--- start of MATERIAL ---
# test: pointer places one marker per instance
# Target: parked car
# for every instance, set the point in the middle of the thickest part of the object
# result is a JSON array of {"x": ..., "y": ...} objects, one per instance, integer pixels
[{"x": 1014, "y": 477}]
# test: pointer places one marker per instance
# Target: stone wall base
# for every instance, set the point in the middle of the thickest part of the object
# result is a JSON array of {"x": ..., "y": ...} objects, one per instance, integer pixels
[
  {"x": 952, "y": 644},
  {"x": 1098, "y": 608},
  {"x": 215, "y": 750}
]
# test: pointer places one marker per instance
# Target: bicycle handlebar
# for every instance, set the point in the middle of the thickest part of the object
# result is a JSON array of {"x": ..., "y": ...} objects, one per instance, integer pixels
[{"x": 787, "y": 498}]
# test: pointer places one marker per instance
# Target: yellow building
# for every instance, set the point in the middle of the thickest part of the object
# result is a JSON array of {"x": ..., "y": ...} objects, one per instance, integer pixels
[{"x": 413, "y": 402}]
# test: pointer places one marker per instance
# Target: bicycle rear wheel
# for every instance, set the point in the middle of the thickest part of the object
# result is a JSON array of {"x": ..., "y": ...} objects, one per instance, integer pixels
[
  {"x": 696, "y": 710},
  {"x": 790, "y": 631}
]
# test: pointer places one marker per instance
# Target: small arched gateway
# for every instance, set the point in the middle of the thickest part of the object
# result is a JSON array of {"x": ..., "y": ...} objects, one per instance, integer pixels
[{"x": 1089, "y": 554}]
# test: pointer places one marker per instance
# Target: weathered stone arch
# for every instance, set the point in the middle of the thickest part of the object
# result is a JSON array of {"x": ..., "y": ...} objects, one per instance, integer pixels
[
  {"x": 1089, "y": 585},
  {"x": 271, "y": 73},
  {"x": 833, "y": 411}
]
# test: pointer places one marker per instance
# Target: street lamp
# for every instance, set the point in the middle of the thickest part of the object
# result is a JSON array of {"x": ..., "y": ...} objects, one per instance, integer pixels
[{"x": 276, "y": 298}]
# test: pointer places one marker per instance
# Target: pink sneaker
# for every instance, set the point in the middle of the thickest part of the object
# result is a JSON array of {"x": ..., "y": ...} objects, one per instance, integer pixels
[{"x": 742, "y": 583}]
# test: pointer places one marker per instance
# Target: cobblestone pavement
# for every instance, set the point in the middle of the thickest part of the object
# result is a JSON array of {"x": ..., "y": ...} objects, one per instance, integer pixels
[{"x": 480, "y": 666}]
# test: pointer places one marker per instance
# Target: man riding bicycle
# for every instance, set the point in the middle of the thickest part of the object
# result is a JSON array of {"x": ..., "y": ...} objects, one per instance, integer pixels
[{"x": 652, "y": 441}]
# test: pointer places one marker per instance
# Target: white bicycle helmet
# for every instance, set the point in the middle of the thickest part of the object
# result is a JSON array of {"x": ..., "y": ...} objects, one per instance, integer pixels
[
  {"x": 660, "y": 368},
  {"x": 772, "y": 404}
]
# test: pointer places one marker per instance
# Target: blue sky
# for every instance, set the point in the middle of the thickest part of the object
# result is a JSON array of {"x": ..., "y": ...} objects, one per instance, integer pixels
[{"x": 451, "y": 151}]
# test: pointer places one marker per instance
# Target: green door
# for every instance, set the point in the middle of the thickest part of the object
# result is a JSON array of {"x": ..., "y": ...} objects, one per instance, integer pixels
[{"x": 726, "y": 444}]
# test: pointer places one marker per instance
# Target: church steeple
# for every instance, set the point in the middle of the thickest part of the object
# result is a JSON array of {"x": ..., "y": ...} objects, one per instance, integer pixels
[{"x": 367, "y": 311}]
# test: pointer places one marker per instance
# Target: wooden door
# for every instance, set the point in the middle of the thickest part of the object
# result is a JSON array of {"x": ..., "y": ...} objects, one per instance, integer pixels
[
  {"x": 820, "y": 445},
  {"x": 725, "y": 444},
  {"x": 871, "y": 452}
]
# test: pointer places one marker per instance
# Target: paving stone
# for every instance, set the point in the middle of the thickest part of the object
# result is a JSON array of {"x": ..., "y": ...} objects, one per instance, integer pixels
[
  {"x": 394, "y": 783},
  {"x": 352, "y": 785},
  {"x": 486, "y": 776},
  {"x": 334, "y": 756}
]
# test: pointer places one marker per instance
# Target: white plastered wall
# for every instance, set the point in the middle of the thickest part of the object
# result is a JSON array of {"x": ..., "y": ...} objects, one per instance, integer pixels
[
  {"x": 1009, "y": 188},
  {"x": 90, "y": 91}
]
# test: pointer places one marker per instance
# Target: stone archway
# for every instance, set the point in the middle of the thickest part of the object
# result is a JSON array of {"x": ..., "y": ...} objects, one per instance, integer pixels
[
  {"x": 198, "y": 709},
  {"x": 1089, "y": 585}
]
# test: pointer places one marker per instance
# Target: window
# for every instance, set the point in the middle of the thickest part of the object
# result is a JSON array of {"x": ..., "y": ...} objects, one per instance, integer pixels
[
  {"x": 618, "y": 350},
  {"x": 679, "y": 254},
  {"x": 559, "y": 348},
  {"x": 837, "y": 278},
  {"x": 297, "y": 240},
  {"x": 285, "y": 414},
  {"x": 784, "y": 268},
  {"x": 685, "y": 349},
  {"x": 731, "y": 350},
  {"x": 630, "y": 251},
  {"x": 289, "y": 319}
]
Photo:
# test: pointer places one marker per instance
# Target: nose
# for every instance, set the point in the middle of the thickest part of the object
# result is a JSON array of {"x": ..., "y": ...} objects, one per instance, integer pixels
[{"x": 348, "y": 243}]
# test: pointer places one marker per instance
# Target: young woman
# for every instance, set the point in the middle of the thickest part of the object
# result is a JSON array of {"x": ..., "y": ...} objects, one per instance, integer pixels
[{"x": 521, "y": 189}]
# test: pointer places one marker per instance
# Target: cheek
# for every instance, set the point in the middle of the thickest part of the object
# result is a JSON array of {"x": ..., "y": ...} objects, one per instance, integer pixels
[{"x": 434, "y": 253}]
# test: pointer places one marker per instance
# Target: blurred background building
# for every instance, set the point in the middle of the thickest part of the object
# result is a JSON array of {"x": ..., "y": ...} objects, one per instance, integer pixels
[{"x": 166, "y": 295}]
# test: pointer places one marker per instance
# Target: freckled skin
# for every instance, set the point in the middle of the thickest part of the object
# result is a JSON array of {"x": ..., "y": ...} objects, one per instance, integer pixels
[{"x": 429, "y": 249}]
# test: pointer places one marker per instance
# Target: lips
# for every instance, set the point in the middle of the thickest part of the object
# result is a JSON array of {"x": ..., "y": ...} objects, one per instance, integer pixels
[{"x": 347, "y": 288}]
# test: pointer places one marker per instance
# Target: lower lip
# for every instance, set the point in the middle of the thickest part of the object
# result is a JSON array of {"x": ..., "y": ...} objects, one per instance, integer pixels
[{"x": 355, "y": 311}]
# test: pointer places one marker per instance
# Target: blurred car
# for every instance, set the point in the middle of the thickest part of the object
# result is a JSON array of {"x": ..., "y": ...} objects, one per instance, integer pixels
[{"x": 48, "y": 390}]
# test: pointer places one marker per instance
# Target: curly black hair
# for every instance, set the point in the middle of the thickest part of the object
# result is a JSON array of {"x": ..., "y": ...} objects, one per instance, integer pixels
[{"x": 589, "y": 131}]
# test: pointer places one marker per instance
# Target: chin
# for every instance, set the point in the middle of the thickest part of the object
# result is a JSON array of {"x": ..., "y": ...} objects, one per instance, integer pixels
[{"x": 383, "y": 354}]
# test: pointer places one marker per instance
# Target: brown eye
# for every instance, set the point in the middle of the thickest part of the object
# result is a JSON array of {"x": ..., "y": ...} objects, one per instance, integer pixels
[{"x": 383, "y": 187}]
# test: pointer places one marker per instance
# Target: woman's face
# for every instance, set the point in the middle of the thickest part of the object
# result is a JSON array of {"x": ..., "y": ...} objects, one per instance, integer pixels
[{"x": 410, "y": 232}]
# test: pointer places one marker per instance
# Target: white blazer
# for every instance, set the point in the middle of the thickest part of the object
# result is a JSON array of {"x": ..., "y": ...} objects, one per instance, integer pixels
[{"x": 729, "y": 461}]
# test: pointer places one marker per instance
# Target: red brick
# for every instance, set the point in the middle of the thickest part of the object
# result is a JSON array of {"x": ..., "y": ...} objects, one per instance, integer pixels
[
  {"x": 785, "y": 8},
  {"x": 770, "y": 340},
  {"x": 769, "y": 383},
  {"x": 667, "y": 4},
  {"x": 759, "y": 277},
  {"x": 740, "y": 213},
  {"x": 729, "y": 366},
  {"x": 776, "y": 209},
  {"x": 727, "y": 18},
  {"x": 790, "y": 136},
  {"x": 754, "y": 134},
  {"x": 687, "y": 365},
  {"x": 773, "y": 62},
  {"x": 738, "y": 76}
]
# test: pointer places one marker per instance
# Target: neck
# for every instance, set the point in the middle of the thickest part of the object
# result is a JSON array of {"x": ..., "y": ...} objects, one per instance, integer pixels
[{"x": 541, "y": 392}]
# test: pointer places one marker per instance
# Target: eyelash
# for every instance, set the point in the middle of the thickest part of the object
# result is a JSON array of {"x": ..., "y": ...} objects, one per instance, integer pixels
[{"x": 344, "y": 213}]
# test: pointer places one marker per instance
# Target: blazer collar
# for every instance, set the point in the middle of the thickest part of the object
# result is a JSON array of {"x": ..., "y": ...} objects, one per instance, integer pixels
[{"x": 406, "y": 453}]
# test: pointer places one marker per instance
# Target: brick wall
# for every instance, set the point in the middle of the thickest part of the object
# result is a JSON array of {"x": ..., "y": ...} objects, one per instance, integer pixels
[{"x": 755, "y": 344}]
--- end of MATERIAL ---
_WHAT TO WORK ON:_ Pick out every line in the material above that contains the word "blazer", and copy each one in full.

_EXERCISE RESPONSE:_
# Target: white blazer
# Target: blazer collar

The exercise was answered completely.